▶ _Task description_:
In the items below, find every line that contains the string "grass" and copy each such line. Case counts.

-- begin --

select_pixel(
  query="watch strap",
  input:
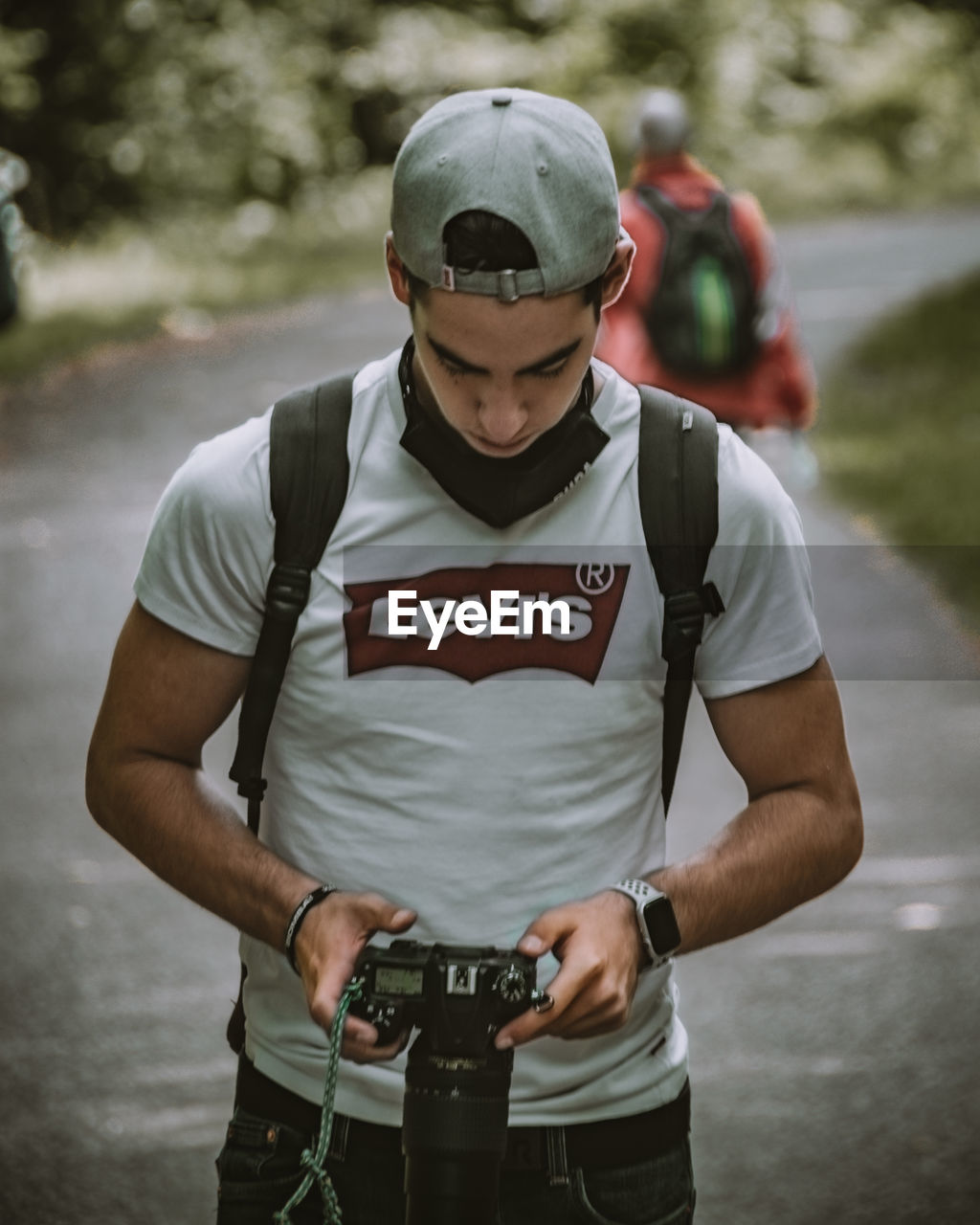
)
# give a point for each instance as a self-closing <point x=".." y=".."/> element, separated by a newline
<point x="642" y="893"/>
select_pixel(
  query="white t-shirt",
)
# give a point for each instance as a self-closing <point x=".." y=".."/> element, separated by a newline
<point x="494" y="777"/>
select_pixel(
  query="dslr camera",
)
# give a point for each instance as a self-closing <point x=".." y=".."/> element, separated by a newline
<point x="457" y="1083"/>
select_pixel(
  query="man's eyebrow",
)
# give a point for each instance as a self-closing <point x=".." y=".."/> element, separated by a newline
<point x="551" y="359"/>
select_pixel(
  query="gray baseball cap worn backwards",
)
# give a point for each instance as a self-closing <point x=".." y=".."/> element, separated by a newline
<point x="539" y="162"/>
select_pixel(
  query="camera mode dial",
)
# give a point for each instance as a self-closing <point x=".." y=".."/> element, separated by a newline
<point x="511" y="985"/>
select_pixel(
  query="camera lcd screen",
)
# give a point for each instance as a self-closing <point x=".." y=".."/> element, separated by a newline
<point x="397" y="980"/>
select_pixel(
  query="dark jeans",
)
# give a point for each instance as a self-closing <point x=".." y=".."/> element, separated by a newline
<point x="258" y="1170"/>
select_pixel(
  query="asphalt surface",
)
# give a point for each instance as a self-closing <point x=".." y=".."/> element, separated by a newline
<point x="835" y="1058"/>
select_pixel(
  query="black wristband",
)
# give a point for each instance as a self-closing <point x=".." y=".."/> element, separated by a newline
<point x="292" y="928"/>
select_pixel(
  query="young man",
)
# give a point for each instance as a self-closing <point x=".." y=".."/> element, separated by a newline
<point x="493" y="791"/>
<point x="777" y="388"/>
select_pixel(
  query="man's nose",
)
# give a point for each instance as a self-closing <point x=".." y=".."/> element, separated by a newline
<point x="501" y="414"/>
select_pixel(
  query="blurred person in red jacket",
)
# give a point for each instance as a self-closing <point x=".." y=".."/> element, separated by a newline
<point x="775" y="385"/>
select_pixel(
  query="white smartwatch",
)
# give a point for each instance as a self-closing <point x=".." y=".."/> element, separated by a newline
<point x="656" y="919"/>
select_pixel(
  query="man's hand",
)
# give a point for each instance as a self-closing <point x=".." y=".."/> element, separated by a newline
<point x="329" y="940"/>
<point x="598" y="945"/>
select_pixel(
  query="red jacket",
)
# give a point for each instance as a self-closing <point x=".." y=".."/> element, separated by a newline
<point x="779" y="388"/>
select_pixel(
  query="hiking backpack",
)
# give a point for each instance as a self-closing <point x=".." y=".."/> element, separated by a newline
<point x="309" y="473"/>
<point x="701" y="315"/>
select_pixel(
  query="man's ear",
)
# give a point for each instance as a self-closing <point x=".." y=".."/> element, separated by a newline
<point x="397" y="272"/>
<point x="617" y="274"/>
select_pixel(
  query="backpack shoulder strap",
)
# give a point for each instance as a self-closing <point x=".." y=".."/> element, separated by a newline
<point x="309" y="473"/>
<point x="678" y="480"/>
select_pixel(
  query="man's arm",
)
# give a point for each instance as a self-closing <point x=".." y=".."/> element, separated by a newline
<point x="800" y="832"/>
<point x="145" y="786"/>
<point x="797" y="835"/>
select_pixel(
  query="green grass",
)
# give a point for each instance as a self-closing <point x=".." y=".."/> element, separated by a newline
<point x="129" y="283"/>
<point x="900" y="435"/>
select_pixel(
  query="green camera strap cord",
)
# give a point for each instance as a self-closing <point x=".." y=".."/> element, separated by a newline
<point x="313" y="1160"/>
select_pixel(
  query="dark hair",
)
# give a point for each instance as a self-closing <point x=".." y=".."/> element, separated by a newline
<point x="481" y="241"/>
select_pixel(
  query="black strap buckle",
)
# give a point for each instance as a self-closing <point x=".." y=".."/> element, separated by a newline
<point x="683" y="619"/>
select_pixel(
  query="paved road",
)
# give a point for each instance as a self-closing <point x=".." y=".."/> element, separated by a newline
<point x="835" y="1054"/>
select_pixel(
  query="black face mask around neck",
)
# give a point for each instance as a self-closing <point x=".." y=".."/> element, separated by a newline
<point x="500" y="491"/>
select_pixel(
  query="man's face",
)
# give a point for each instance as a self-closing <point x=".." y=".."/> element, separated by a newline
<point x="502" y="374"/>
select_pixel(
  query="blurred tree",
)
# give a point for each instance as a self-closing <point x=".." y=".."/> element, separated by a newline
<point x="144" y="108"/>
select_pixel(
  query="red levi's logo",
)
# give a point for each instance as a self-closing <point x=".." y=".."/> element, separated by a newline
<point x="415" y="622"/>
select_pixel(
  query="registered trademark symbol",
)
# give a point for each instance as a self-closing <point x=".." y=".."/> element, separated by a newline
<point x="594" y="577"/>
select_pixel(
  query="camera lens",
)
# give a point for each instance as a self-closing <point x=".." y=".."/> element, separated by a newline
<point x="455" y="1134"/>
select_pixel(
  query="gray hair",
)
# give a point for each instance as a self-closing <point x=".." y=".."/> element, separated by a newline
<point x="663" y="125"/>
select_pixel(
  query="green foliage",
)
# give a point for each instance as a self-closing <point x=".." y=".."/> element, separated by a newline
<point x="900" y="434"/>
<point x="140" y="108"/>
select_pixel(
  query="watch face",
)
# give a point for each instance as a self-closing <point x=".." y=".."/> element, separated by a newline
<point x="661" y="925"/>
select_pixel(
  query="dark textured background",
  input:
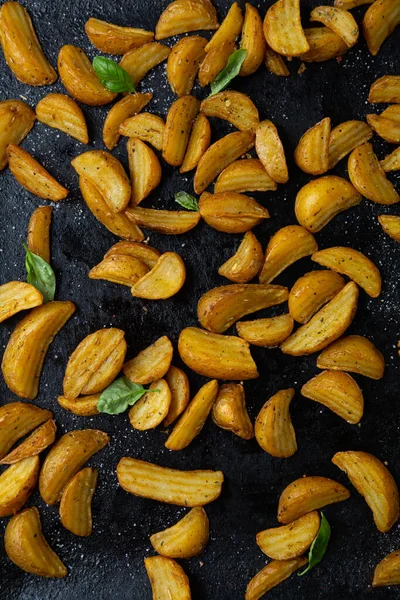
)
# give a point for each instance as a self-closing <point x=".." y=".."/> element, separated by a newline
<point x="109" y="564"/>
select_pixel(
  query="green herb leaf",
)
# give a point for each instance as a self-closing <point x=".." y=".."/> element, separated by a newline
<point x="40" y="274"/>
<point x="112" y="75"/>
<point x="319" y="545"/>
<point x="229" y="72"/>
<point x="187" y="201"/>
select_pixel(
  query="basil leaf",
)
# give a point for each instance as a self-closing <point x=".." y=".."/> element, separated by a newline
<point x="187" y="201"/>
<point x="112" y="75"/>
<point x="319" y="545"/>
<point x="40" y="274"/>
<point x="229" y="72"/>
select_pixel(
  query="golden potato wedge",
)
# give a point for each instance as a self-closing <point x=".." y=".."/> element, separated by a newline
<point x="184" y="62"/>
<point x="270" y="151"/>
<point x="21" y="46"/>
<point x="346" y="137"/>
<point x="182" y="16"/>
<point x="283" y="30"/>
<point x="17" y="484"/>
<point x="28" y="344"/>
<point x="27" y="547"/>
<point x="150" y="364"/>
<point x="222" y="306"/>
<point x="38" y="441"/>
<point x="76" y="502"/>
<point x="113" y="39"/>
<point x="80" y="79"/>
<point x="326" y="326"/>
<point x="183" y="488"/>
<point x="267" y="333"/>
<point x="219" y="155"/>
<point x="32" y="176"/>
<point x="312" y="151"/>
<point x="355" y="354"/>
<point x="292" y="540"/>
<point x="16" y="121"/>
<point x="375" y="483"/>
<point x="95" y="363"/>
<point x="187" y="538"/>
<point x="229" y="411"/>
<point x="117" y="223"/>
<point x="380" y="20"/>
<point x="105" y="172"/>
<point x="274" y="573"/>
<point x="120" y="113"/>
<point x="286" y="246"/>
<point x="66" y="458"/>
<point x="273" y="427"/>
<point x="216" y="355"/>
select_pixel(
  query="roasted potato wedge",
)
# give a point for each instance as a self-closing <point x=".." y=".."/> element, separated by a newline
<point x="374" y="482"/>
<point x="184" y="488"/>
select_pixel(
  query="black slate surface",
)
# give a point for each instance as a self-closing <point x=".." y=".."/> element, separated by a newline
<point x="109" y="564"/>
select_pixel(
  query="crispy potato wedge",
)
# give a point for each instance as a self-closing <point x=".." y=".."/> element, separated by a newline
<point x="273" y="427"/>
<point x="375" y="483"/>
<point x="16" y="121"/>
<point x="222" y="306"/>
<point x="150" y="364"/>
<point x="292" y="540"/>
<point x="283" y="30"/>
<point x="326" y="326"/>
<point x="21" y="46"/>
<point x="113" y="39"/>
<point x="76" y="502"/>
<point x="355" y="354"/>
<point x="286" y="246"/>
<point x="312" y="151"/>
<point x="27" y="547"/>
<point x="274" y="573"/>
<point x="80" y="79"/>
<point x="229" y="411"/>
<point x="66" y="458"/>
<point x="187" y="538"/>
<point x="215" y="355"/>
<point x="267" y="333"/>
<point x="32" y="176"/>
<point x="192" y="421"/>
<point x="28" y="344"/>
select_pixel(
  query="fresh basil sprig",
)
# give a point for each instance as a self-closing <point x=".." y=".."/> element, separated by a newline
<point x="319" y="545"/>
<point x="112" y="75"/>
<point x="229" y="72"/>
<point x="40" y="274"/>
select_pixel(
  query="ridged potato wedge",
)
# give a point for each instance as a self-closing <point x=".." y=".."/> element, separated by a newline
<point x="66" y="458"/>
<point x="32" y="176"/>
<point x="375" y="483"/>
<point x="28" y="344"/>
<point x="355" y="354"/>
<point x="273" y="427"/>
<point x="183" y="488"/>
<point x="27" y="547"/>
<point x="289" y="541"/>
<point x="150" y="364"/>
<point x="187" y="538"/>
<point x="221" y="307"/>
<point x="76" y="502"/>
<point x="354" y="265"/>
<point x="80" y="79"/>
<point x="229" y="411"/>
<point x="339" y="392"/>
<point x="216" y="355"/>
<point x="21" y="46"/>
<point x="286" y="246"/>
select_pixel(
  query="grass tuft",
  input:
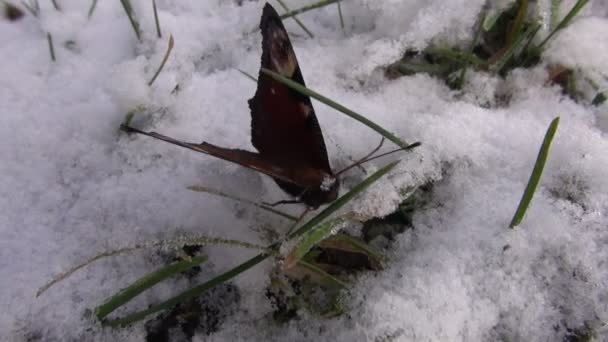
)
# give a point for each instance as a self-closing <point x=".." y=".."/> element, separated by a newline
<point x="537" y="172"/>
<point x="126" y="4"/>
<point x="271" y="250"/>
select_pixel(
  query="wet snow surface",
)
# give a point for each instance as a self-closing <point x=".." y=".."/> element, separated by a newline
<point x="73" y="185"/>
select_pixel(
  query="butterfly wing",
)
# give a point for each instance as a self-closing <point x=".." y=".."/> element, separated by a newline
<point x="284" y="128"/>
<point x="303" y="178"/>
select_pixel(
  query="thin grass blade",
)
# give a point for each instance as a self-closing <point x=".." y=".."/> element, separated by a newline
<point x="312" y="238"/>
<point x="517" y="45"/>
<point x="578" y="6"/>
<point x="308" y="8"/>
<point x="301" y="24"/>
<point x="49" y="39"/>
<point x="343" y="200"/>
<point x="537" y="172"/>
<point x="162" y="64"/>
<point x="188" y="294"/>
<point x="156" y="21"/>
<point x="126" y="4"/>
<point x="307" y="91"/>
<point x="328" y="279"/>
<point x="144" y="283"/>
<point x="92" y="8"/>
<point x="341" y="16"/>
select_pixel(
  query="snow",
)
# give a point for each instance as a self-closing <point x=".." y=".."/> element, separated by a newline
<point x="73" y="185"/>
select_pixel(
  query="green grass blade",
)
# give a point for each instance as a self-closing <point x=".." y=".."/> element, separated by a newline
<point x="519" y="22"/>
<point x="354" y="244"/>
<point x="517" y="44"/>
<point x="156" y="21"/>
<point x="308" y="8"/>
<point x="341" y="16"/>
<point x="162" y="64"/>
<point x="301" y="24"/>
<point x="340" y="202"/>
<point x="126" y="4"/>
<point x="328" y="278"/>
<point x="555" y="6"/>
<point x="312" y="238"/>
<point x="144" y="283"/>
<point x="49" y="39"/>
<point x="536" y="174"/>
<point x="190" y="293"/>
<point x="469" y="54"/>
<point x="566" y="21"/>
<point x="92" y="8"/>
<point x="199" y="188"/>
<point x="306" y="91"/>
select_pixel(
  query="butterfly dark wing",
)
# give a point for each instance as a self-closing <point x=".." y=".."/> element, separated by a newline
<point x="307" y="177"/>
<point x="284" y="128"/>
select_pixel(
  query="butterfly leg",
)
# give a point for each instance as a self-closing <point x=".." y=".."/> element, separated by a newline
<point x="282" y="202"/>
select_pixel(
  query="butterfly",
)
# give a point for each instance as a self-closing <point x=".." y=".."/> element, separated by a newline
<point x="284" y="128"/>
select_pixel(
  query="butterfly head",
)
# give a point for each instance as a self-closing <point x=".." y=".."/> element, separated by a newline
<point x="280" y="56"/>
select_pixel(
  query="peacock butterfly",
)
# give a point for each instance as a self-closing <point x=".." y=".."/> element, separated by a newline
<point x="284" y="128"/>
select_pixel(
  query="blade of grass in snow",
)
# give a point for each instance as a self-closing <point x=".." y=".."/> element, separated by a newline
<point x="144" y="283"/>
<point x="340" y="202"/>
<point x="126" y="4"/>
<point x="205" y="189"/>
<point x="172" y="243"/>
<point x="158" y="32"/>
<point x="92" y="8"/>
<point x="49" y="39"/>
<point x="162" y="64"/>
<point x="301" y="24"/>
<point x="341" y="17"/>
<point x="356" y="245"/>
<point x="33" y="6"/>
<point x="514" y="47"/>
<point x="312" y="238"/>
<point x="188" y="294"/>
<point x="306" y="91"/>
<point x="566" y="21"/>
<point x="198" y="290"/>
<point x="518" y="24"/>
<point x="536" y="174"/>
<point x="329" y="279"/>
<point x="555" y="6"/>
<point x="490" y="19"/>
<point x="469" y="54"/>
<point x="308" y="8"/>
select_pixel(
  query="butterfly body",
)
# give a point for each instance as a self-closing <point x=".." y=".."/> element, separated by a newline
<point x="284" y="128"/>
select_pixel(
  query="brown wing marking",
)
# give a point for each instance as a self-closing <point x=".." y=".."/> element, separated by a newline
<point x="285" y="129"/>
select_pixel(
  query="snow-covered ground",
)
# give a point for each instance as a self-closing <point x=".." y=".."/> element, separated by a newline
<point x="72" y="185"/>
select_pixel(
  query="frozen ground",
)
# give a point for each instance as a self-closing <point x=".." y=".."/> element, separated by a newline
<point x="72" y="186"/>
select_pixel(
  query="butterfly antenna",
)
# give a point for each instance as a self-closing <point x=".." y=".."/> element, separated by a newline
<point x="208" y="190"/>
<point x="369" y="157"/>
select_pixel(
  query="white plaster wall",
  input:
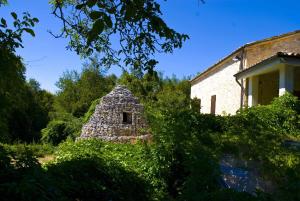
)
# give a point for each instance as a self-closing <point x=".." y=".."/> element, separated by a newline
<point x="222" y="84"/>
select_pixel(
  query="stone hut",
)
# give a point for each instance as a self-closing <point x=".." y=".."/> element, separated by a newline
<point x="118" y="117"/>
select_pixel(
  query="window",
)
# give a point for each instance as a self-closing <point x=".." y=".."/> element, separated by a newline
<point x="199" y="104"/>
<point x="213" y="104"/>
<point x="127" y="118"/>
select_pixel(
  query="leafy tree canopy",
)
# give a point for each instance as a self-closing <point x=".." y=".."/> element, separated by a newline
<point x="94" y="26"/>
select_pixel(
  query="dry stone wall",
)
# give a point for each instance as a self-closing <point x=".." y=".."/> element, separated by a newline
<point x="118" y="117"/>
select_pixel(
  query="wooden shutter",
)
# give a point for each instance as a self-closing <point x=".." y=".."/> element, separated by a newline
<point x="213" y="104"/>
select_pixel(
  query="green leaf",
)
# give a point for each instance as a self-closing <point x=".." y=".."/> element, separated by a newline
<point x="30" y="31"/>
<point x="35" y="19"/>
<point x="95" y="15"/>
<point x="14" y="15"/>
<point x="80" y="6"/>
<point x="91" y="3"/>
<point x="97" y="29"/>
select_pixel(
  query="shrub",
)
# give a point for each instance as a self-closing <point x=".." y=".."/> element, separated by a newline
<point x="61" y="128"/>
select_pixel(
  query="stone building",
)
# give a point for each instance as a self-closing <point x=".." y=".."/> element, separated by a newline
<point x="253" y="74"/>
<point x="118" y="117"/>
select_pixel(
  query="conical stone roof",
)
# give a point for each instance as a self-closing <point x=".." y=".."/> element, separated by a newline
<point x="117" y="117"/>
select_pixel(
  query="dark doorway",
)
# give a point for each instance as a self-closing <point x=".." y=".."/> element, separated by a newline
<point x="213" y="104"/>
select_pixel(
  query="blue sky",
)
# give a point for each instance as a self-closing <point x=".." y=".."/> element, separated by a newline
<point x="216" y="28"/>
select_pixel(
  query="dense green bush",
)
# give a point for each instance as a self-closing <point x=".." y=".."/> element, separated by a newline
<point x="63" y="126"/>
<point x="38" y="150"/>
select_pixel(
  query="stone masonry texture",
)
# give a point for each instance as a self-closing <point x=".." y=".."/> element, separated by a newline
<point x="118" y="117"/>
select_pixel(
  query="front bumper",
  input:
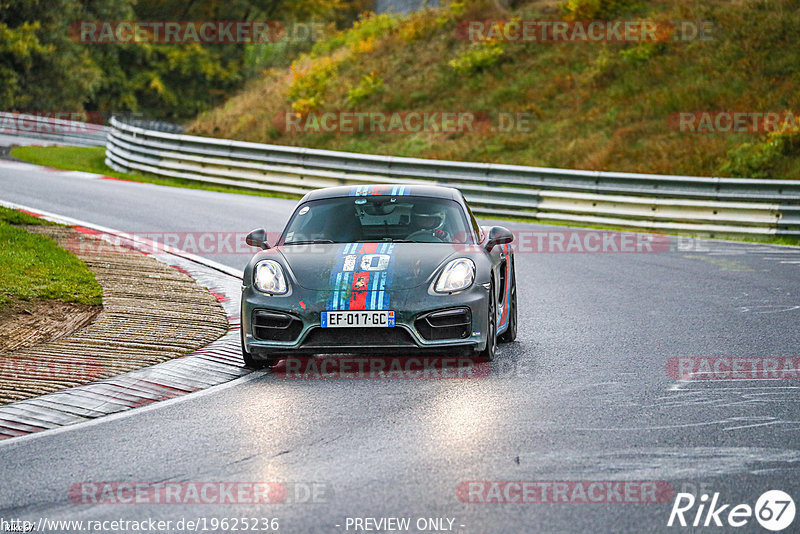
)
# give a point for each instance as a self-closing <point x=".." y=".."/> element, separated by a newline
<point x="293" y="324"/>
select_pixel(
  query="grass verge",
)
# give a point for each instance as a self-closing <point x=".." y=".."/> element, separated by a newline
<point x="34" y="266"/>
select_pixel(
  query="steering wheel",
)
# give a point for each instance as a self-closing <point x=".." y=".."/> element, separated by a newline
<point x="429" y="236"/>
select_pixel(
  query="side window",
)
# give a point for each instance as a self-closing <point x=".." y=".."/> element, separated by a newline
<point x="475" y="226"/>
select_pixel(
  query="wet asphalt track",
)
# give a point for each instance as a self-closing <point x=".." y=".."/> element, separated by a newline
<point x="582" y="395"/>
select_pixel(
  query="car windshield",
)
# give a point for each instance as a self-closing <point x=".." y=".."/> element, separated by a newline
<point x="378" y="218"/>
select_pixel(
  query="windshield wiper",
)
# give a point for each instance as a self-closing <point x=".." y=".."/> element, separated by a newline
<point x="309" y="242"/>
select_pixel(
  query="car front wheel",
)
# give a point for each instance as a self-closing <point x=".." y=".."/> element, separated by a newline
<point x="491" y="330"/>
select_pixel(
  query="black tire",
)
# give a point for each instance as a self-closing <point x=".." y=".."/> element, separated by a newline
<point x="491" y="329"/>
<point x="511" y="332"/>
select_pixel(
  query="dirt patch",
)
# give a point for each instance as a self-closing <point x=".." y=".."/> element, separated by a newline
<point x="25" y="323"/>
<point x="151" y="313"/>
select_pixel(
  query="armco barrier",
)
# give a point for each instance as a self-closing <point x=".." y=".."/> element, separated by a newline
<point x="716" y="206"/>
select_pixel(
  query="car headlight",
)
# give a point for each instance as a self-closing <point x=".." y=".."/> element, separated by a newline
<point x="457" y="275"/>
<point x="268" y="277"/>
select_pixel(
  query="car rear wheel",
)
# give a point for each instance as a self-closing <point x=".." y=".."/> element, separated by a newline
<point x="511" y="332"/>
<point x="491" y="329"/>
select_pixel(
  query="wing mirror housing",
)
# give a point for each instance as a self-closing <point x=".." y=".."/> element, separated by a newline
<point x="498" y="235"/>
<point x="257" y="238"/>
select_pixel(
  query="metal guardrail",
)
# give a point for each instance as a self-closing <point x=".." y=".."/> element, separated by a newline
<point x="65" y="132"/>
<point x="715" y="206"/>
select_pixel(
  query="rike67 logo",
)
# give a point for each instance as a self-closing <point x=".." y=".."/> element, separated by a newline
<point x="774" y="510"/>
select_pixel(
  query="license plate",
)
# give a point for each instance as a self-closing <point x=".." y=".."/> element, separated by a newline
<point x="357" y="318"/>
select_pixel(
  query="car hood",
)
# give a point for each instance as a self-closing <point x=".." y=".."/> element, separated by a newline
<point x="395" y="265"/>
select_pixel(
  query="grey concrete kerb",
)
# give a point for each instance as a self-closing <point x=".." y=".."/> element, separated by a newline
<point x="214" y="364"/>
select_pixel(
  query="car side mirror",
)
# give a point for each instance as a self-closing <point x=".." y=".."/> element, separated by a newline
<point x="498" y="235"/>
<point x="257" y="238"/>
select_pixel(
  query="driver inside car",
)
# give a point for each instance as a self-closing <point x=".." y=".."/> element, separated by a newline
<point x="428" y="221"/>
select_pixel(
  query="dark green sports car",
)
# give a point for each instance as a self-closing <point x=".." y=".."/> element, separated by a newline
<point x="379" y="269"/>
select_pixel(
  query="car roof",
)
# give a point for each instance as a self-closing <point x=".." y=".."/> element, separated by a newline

-- end --

▶ _Complete response_:
  query="green grass",
  query="grass tuft",
  query="thin grass blade",
  query="green grass blade",
  query="blade of grass in snow",
  query="grass verge",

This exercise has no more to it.